• [Aim of the exercise]:
Write out, please, the line containing "Objective — for every instance of the bent" together with all lines after it, up to and including the last one, with no other output.

==============================

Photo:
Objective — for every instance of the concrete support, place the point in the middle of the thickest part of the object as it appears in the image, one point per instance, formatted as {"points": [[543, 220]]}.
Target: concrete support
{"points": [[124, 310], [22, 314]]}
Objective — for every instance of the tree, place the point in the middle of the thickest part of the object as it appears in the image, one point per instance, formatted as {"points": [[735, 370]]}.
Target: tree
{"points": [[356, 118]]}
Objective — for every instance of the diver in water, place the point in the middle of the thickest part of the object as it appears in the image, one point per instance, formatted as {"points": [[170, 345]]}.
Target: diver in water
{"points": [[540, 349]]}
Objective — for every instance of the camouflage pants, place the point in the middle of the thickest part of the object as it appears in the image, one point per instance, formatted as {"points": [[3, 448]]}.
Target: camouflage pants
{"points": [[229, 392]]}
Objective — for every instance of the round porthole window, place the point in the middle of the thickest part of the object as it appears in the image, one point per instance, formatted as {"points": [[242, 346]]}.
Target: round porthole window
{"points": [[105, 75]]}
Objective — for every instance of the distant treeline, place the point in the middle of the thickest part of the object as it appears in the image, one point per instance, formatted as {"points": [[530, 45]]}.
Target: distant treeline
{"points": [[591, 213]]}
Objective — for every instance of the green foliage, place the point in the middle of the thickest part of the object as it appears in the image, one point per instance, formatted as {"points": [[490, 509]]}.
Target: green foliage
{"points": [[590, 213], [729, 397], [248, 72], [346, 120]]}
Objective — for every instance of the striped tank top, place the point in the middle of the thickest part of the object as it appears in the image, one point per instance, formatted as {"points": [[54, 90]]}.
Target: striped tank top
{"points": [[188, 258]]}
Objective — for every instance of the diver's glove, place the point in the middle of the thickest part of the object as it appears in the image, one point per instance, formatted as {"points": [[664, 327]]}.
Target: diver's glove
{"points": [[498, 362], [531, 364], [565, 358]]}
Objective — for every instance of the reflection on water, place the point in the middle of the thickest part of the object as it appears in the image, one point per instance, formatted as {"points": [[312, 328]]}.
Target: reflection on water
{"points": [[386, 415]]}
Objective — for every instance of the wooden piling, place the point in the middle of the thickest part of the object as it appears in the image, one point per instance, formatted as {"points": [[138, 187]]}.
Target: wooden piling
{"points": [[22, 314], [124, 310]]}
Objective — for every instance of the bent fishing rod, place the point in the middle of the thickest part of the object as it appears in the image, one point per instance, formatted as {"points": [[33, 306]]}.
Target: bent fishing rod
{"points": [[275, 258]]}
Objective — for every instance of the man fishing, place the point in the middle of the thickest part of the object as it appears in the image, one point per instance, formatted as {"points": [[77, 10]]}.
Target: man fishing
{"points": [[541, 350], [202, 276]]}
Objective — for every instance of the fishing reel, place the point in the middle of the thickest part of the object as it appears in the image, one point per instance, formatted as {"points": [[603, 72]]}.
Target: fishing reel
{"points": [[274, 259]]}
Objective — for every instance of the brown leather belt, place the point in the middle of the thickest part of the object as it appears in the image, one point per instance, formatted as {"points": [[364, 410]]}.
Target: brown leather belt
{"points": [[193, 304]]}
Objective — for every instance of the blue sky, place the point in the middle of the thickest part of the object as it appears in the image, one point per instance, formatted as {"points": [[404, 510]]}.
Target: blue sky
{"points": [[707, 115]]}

==============================

• [Reply to the task]:
Objective — for every instance of the bent fishing rod, place the point in the middle of the thickest part of the object as it appears in the image, one point per instance, formatted as {"points": [[33, 306]]}.
Target: bent fishing rod
{"points": [[275, 258]]}
Objective — for every instance of the man fishing, place the point in the middle of the thickest part of the object as it appears in the image, one point per instance, formatted as {"points": [[77, 10]]}.
Target: man fishing
{"points": [[541, 350], [202, 276]]}
Objective — for every instance of the fishing reel, place the point in the middle of the thickest part of the object as it appears in the image, one point per instance, formatted as {"points": [[603, 72]]}.
Target: fishing reel
{"points": [[274, 259]]}
Objective — for every instance of the brown leather belt, place the point in the middle of the thickest part of the object as it appears in the image, one point per instance, formatted as {"points": [[364, 410]]}.
Target: brown leather belt
{"points": [[193, 304]]}
Objective — for every instance of the blue sky, place the point in the middle of the thickest part of the object as it appears in the image, one point per instance, formatted as {"points": [[404, 510]]}.
Target: blue sky
{"points": [[707, 115]]}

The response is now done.